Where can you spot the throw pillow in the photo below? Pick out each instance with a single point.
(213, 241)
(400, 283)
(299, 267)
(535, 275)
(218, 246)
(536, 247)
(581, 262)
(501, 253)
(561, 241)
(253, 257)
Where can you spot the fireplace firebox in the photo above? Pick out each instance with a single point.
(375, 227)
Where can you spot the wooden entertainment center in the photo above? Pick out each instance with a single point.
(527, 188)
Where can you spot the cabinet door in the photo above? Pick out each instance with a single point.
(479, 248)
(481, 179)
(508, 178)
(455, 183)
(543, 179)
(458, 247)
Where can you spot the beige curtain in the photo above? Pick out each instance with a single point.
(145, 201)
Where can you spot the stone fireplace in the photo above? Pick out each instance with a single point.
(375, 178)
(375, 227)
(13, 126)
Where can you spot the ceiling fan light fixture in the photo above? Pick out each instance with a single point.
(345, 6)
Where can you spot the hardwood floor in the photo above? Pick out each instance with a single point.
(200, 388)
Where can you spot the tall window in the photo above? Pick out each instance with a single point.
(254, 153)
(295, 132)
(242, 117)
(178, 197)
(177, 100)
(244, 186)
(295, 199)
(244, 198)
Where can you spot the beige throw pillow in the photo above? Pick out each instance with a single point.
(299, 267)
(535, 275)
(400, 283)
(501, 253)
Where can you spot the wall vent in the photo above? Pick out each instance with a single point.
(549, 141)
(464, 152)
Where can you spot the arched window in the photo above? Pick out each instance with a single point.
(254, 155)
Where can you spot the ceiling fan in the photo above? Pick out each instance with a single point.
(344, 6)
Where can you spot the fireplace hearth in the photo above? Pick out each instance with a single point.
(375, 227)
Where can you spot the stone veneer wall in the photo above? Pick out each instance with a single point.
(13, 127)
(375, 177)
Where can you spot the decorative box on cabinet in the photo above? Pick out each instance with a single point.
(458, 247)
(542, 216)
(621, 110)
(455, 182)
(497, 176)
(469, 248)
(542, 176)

▸ DIRECTIONS:
In full and without alteration, write out the data above.

▸ ANSWER TO THIS EXERCISE:
Where can you spot the throw pillow in the photo below? Pick out each instance with a single point.
(213, 241)
(400, 283)
(299, 267)
(535, 275)
(218, 246)
(536, 247)
(581, 262)
(501, 253)
(561, 241)
(253, 257)
Where can you spot the fireplace firebox in the photo above? Pick out each instance with a single point.
(375, 227)
Where can you spot the wooden entertainment center in the photo above? Pick out each instance with a single point.
(527, 188)
Where can you spot the cabinet door in the photo above? Pick out each instance with a single point.
(479, 248)
(481, 179)
(508, 178)
(455, 183)
(543, 179)
(458, 247)
Where can you spot the beige curtain in the photo above? Pick out each instance with a single point.
(145, 201)
Where can you spot the stone fireplace in the photo above? Pick out each instance with a single point.
(375, 178)
(375, 227)
(13, 126)
Where can you spot the ceiling fan light fixture in the photo above? Pick out each instance with a single point.
(345, 6)
Where can you spot the hardwood floor in the photo above? Pick out each instance with a single point.
(200, 388)
Where can you spot the tall window in the photo above? Pick out each instance with a single point.
(254, 153)
(295, 132)
(242, 117)
(178, 197)
(177, 100)
(244, 186)
(295, 199)
(244, 198)
Where can you spot the beige throw pillow in the photo above? Pick out each instance with a single point.
(299, 267)
(535, 275)
(400, 283)
(501, 253)
Where can you spot the wall vent in the photo above? Pick out each instance with a single point.
(549, 141)
(464, 152)
Where can you spot the arched window in the photo above? Pick out each instance with a single point.
(254, 155)
Where can you spot the ceiling fan in the photo above? Pick out each instance with a single point.
(344, 6)
Where can you spot the fireplace hearth in the photo above? Pick out each instance with a single point.
(375, 227)
Where can you spot the stone veneer wall in the photo above? Pick out each instance with a single point.
(13, 127)
(375, 177)
Where can you spot the decorative box on cabinet in the photo above? Pick out each instance with a single point.
(458, 247)
(542, 216)
(621, 110)
(455, 182)
(497, 176)
(469, 248)
(542, 176)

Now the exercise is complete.